> Work to complete:
In the records below, reproduce word for word the lines starting with the line containing "Target: pine tree" and going on through the line containing "[(10, 203), (486, 243), (731, 241)]", with both of those lines included.

> Given records:
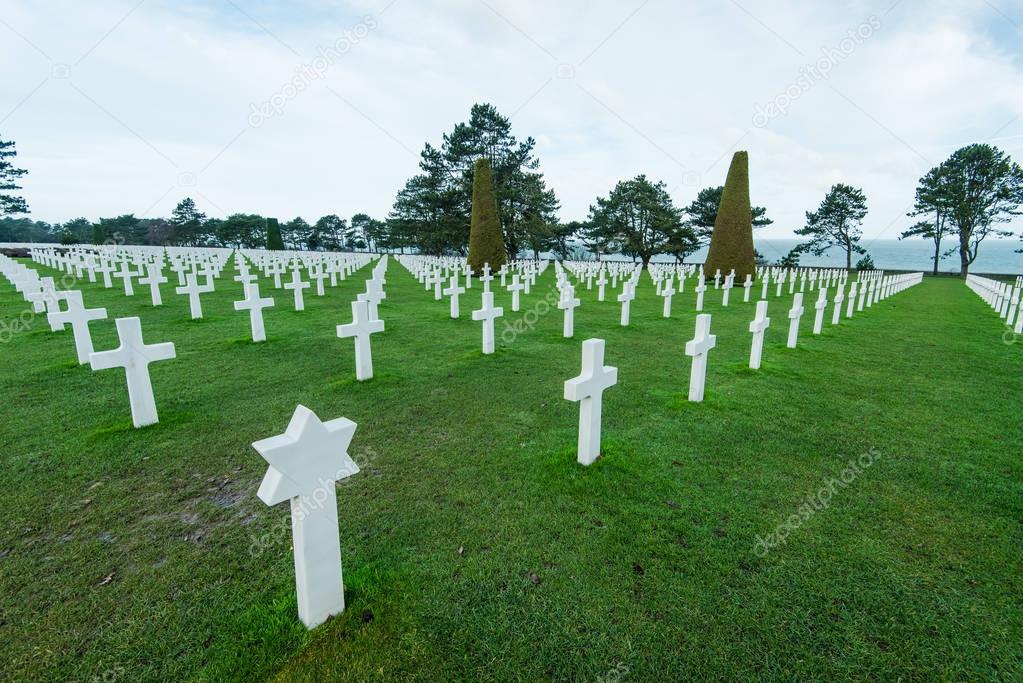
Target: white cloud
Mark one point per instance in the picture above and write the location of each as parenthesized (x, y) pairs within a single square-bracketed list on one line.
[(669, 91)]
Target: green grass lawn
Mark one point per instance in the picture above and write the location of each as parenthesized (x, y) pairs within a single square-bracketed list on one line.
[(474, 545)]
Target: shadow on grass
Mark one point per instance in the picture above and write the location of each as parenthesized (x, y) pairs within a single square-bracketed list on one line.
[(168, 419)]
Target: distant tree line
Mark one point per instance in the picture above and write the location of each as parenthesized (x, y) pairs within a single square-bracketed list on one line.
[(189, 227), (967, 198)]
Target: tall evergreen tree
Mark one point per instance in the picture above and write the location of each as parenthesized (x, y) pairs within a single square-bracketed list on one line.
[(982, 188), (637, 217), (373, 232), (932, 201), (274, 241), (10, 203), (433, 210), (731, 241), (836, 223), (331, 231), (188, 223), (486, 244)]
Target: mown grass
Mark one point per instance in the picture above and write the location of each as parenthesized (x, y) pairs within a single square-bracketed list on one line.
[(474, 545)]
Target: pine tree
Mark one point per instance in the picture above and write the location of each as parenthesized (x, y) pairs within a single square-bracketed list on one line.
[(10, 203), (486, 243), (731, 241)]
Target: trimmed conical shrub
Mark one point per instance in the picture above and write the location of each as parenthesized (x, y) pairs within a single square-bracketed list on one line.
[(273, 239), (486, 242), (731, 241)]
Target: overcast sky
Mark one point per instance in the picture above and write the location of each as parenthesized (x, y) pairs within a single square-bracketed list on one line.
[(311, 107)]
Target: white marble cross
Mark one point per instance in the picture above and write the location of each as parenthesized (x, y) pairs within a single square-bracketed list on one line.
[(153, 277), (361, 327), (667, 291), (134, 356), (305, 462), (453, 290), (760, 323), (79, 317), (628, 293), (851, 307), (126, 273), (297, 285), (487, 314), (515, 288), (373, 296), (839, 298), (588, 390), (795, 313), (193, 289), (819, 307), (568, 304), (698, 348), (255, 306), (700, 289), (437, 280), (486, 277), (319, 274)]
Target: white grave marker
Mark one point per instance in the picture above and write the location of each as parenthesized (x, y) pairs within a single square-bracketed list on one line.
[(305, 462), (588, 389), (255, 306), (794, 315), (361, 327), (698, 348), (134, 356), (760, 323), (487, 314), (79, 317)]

---

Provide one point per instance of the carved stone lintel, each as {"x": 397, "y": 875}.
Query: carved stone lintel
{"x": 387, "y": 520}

> Response to this task:
Target: pine tree
Mark one point per instance in the picture above and write the location of each as parenthesized (x, y) pairs within a single square-bracketed list on one line.
[(10, 203), (486, 243), (731, 241)]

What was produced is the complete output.